> **The request**:
Rewrite all of the records below, replacing "Query" with "Prompt" wherever it occurs. Leave everything else unchanged.

=== Stored records ===

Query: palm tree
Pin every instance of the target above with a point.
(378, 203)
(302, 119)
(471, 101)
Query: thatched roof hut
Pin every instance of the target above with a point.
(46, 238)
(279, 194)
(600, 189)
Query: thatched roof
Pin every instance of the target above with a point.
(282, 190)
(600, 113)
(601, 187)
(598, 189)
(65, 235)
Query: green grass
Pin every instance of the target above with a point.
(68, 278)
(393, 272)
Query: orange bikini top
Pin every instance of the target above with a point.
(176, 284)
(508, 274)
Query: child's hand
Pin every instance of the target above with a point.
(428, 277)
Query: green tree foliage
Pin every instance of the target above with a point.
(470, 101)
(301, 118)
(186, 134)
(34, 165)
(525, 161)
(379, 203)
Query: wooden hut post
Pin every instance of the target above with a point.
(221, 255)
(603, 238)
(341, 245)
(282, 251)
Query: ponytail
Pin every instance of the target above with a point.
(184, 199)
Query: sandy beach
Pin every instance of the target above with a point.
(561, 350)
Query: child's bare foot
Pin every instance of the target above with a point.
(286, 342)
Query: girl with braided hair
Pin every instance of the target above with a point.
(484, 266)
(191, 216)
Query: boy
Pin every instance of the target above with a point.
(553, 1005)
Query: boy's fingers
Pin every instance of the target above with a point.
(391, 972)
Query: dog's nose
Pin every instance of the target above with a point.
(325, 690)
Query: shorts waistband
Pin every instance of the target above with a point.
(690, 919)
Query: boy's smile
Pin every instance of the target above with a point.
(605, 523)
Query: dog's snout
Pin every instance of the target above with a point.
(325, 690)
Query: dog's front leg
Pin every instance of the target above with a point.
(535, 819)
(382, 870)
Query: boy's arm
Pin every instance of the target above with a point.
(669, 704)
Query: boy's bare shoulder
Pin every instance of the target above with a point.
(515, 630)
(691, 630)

===

> **Answer to the exercise**:
Prompt: palm tree
Pin every instance of the target above with a point.
(378, 203)
(302, 119)
(471, 101)
Prompt: thatched roof hut
Pin every instance of the target above with a point.
(46, 238)
(279, 194)
(600, 189)
Prompt: thatched roof
Pin every instance of the target above with a point.
(282, 190)
(600, 113)
(601, 187)
(598, 189)
(65, 235)
Prompt: green grass
Pin every instance of the target above with a point.
(68, 278)
(393, 272)
Prompt: orange bikini top
Pin every instance of the target above with a point.
(176, 284)
(508, 274)
Prompt: child's hand
Pin every instance of the target above with a point.
(428, 277)
Prompt: green tree foliage
Pin every instance of the target above with a point.
(470, 101)
(301, 118)
(186, 134)
(34, 165)
(525, 161)
(379, 203)
Prompt: wooden hut post
Pin every instance of the target above with a point.
(221, 255)
(603, 238)
(341, 245)
(282, 251)
Prompt: ponytail
Pin every instance of the target above with a point.
(184, 199)
Prompt: sandy beach
Pin every instance of the target above with a point.
(561, 350)
Prompt: child's bare foot
Pin every instance of the target above with a point.
(286, 342)
Prompt: girl with braided hair
Pin every instance of the target above with a point.
(484, 266)
(191, 216)
Prompt: boy
Pin every instance of the target above with a point.
(553, 1005)
Prompt: boy's fingers
Pin every instance of the target above with a point.
(391, 972)
Prompt: dog's nose
Pin every instance of the target above with a point.
(325, 690)
Prompt: shorts waistband
Pin every instance of the target above with a point.
(690, 919)
Prompt: boy's smile
Pin every instance of the target above with a point.
(605, 523)
Prompt: dog's snout
Pin every instance of the target above with a point.
(325, 690)
Prompt: dog's front leg
Pin every instance of the target above with a point.
(535, 819)
(382, 870)
Prompt: boy's arm
Pin every instance of the target above with a point.
(669, 704)
Prompt: boy's bare shoulder
Pin every instance of the target above with a point.
(515, 630)
(691, 630)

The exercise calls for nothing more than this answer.